MATERIAL PROVIDED below:

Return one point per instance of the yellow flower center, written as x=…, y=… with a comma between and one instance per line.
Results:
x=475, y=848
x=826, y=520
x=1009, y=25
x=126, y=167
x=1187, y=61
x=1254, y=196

End of MATERIAL PROVIDED.

#### TASK PROMPT
Once you have read the data, copy all of it out exactly.

#### WORKED SOLUTION
Return one point per instance of the yellow flower center, written as x=…, y=… with a comma between and one instance per line.
Results:
x=475, y=848
x=826, y=520
x=1009, y=25
x=126, y=167
x=1187, y=61
x=1254, y=196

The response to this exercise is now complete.